Work instructions =
• 1. In the article on leak investigations, copy the stretch from "He now says" through "Korea, and Iran." word for word.
• 2. According to the article on leak investigations, why was Keith Lowry brought into the Office of National Counterintelligence Executive in 2010? Answer in one to three sentences.

Document passage =
Testing reveals the past, not what someone will do once you make them bitter and twisted
A former top US Government investigator into classified document leaks by Chelsea (Bradley) Manning and Edward Snowden has criticised the effectiveness of background checks saying it will not prevent further leaks.
Keith Lowry, formerly US Department of Defence chief of staff, was pulled into the Office of National Counterintelligence Executive in 2010 to lead coordination efforts during the Manning and later Snowden leaks.
He now says he was “intimately involved” at the time and sole recipient for all investigative material on the cases for a period of about six months.
“As a professional in counterintelligence, it was the role of a lifetime,” Lowry tells Vulture South during a trip to Sydney, Australia. “As a taxpayer, it made me angry … whenever someone stabs you in the back, from a professional standpoint it is a hard thing to endure.”
His comments come in the wake of the arrest of National Security Agency analyst Harold Thomas Martin III for allegedly hoarding top secret documents including code to help exploit systems used by Russia, China, North Korea, and Iran.
Lowry chalked up 18 months as a counterintelligence officer for the US Food and Drug Administration before moving to the private sector with information security firm Nuix.

Dataset content =
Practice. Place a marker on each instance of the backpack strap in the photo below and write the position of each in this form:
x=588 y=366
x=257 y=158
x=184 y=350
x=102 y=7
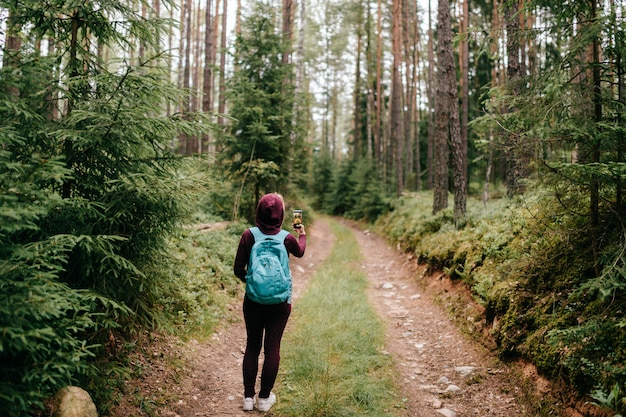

Answers provided =
• 1.
He now says he was “intimately involved” at the time and sole recipient for all investigative material on the cases for a period of about six months.
“As a professional in counterintelligence, it was the role of a lifetime,” Lowry tells Vulture South during a trip to Sydney, Australia. “As a taxpayer, it made me angry … whenever someone stabs you in the back, from a professional standpoint it is a hard thing to endure.”
His comments come in the wake of the arrest of National Security Agency analyst Harold Thomas Martin III for allegedly hoarding top secret documents including code to help exploit systems used by Russia, China, North Korea, and Iran.

• 2. He was brought in to lead coordination efforts during the Manning leaks and, later, the Snowden leaks.